• Your task
From the entries below, please gather each line containing the string "rock".

• Data extract
——

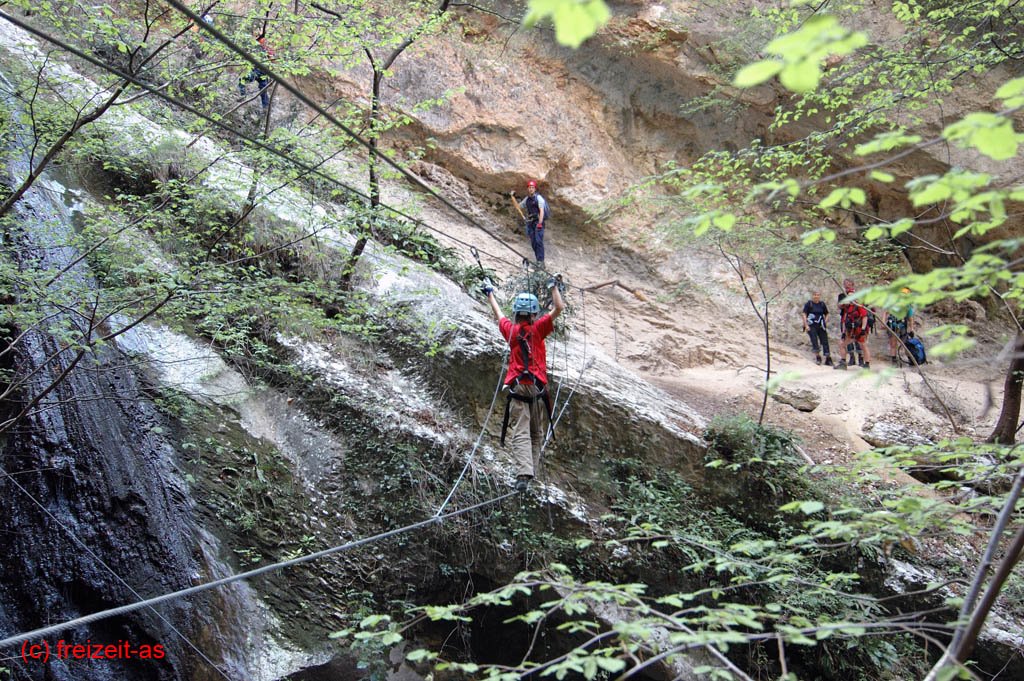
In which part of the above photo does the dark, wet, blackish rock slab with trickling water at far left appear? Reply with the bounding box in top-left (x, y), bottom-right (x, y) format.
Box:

——

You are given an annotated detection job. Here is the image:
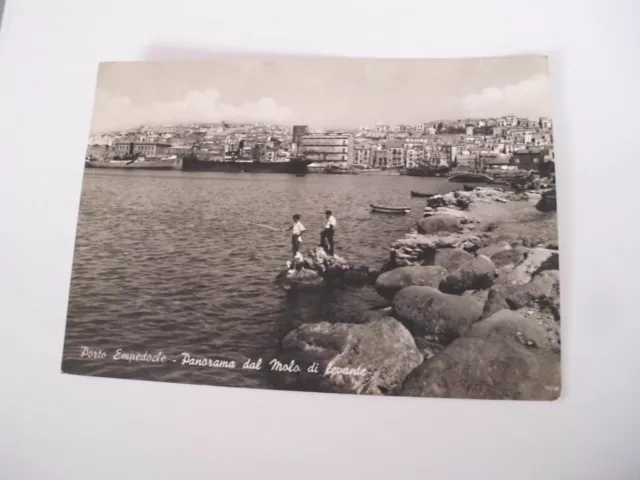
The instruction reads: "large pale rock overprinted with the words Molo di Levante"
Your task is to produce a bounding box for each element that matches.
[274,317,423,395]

——

• Exercise result
In which part of the above photo does the dark, wet, blackish rock slab with trickling water at far left appear? Reply with the bounding box in top-left (x, y), bottom-right (x, y) format.
The instruction reads: "large pale rock overprinted with the words Molo di Levante"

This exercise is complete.